Please repeat the entries word for word and keep the images out.
------
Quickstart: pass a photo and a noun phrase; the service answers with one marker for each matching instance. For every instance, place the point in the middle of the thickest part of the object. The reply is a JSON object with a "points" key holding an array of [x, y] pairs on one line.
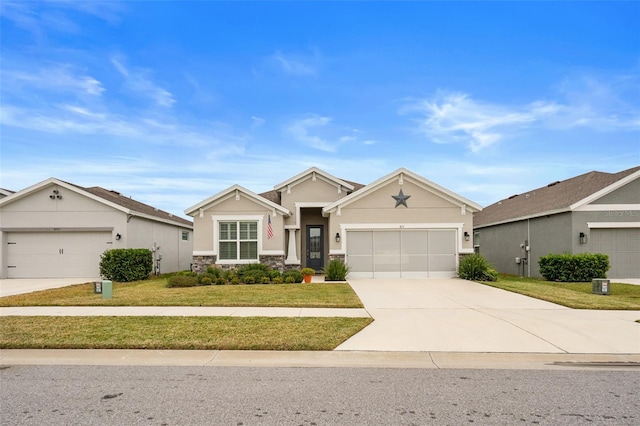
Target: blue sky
{"points": [[172, 102]]}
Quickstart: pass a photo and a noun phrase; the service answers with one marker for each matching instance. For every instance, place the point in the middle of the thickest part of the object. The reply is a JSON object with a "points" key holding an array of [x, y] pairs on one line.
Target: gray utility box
{"points": [[600, 286]]}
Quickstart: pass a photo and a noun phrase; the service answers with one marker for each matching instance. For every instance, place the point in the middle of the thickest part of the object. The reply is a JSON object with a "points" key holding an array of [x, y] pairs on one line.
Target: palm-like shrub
{"points": [[476, 268]]}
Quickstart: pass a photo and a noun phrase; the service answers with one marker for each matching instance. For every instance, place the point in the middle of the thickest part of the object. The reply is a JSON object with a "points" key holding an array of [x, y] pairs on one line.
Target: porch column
{"points": [[292, 255]]}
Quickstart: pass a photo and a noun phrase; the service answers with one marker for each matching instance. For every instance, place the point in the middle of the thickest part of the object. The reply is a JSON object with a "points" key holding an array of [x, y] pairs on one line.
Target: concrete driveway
{"points": [[453, 315], [20, 286]]}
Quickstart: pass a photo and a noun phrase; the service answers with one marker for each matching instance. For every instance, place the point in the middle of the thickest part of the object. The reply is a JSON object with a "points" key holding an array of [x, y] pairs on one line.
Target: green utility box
{"points": [[107, 288], [600, 286]]}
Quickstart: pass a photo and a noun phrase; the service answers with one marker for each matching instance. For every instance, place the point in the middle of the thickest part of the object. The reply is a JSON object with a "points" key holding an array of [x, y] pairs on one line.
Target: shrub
{"points": [[476, 268], [336, 270], [182, 281], [274, 273], [125, 265], [567, 267], [215, 272], [292, 273], [307, 271]]}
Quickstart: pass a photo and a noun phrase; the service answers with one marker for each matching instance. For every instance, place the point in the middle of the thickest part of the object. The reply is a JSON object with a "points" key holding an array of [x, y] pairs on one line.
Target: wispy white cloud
{"points": [[55, 78], [586, 102], [303, 131], [138, 81], [455, 117], [296, 65]]}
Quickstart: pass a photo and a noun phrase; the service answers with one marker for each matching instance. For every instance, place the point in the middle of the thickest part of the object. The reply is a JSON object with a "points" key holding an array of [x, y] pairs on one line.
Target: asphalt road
{"points": [[103, 395]]}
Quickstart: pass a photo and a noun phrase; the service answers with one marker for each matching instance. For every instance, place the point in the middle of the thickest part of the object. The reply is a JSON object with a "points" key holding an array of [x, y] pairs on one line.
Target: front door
{"points": [[315, 247]]}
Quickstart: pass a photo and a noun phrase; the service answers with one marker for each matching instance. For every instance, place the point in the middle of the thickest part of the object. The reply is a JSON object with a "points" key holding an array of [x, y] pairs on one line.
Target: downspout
{"points": [[528, 248]]}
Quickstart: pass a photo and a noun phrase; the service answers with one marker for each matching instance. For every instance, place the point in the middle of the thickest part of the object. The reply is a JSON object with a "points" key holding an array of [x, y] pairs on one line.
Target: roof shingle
{"points": [[556, 196]]}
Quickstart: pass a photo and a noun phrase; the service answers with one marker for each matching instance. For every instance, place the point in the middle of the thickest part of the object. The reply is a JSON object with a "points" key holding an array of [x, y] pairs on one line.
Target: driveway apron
{"points": [[454, 315]]}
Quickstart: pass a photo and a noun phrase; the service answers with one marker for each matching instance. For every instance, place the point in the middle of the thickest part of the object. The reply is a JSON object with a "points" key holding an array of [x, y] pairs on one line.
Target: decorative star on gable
{"points": [[401, 199]]}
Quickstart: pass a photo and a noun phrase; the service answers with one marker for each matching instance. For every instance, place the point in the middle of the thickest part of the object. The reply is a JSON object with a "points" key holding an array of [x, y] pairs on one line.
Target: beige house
{"points": [[401, 225], [55, 229]]}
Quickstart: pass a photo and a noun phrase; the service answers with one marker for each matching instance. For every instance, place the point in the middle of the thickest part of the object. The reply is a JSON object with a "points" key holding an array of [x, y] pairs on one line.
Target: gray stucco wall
{"points": [[501, 244]]}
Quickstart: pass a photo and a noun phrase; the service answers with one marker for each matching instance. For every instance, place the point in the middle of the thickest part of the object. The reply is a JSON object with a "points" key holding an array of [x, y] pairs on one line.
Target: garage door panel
{"points": [[622, 245], [56, 255], [442, 241], [410, 253]]}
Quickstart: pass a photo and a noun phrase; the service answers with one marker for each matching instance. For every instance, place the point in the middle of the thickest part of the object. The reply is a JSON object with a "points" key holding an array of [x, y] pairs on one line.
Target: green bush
{"points": [[215, 272], [293, 274], [567, 267], [125, 265], [182, 281], [476, 268], [336, 270]]}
------
▶ ANSWER FOR THE TASK
Quickstart: pass a photo and a noun phrase; the service answers with one marker for each matching instance. For every instance, place the point in the middle of the thickest part of the object. The reply is a JSON object with a "points" key holding an array of [x, y] pairs on one line.
Target: blue sky
{"points": [[172, 102]]}
Quickstart: pass a photo and a noun phrase; the service answers with one marker for each matching instance. For every instance, place the point in the middle of the thickest part of the object. The reply is a JSON object with a "points" key holding an array of [x, y] pairs on one line.
Target: gray utility box
{"points": [[600, 286]]}
Quickstart: pass a photo and a noun phrase; the service answers with one marker for each matching instance. For every instance, place the point in the middle of the thickest part of the object. The reply is a JSON object with a "points" key holding an array of [x, y] pairs on one line.
Target: palm-like shrub
{"points": [[476, 268]]}
Quickstart: pass a photo and a noun phrase; the service answers with one marker for each matching instance. For every instance, place the point in the middle of the thickest part of the object. The reply is a JSON object with a "points" key holding an array of [x, y] pairs on one line.
Target: porch column
{"points": [[292, 255]]}
Quickstart: pass a photo and a noun phrase; the service answers with one marker for each matching instance. For every instance, place the point in the middle of the thickest part of the object. The reply is a JSON object with a "points" key holding an array of [x, y] pairs on one line.
Target: concrete driveway
{"points": [[453, 315], [20, 286]]}
Quickstart: pass a photo and a noun phrase; the service answers with one marker for each matching instance. For every instance, place the point in the middle of the thickest part of the object. The reply is a JSON object with a "points" key holding an array of [x, y] pairs on one line.
Target: green utility box
{"points": [[107, 288], [600, 286]]}
Quickstart: pass a photo and a noun phrase; the service answers with one marker for each matching instance. For every instance, place the point in the middle of the thickest part of the object. The reply is a JSON object with a "points" key holding an array of [x, y] pairs on one line.
Target: shrub
{"points": [[476, 268], [336, 270], [182, 281], [274, 273], [125, 265], [567, 267], [215, 272], [292, 273], [307, 271]]}
Quickstart: pass a photo and a noun phrase; the service answers with one marker for each matching instance. For every instance, place the point in the middle of the thickest part of the object. The reply is a JSON object with a "points" key holding an array of [x, y] pairs on one line.
Target: wispy white cloud
{"points": [[55, 78], [586, 102], [303, 131], [138, 81], [455, 117], [296, 65]]}
Quickstart: pass a photo and a noun phrase; the service answers with one marker for each matching instance. For every instance, place the point in the middle of the thickest part of the object. The reply is a JSON object with a "points" key holding an array of [x, y] pairs on one line.
Target: asphalt road
{"points": [[103, 395]]}
Quickstart: pass a photo and a noun phrase; the service answers with one marker for each matching instance. For every instance, place the point in the middle of the thickest part of the object. The reply is a JSON object with a "points" key holding an array of [x, y] pairs on one line.
Target: front door
{"points": [[315, 247]]}
Quickstart: pass a photo and a noun phrase; the service answers with one marker for each matching instance. For every instance, place the point in the middle of the thickest part of the object. The reply is a JSON object with a "points" key holding an array of [x, y] pairs on one line.
Target: downspout
{"points": [[528, 248]]}
Quickstart: pass a photo and a noun phrase; the service answers with one marker for each matching instance. For every instance, place the point in the middle of the thickest part of the object. The reply is a JSON object with a "points" key holding an array of [x, y] pairs on one line.
Target: roof shingle
{"points": [[556, 196]]}
Quickstart: pass a photo and a noun phrase; the service answers with one marker for each matching instance. For every instance, place the point in the middle of the thickest part of the object. The reply is a JSON object with a "points" key holding an array of [x, y] pairs on one line.
Target: driveway apron
{"points": [[454, 315]]}
Quickstart: pass a photo and a noun phrase; the service answers with one marker for each matching instance. For every instance, place the point in the middle of the thickest part of the object. The reply is a JSON object with a "points" key holding an array of [x, y] pairs on one line.
Target: decorative star on gable
{"points": [[401, 199]]}
Quickstart: pass a photo and a noun phrase; the service answers with one marker for each matching instance. For every instance, place the point in the middle of the thickest part of the object. The reply is a JSON object with a "points" key holding an array of [x, y] pairs on one line.
Target: beige house
{"points": [[401, 225], [55, 229]]}
Quickstart: pass a photo and a noun phrase; the service answers with one marker for each matching instance. For every instance, place the point in the middle of the thickest part of the object. The reply is a JSON object with a "points" key holding an array of [x, y] pairs on one line.
Target: gray stucco wall
{"points": [[501, 244]]}
Quickstart: pass a photo and a noun phrase; the service answers with one marker for each matching instance. For every instance, place the point in the middle of the thickest part of the object. The reply is a JSON object with a "points" key holding an array of [x, y] pairs on one line.
Target: garage door panel
{"points": [[622, 245], [56, 255], [442, 241], [410, 253]]}
Quickstart: pass a photo and a noun phrase; the service answers with one marker for each matching instance. For every instance, place the point in the middle of the thickest part of the object. The reply is a JSON object with a "points" key holding an array of [x, y] pairs on one line.
Target: green bush
{"points": [[215, 272], [293, 274], [567, 267], [125, 265], [182, 281], [476, 268], [336, 270]]}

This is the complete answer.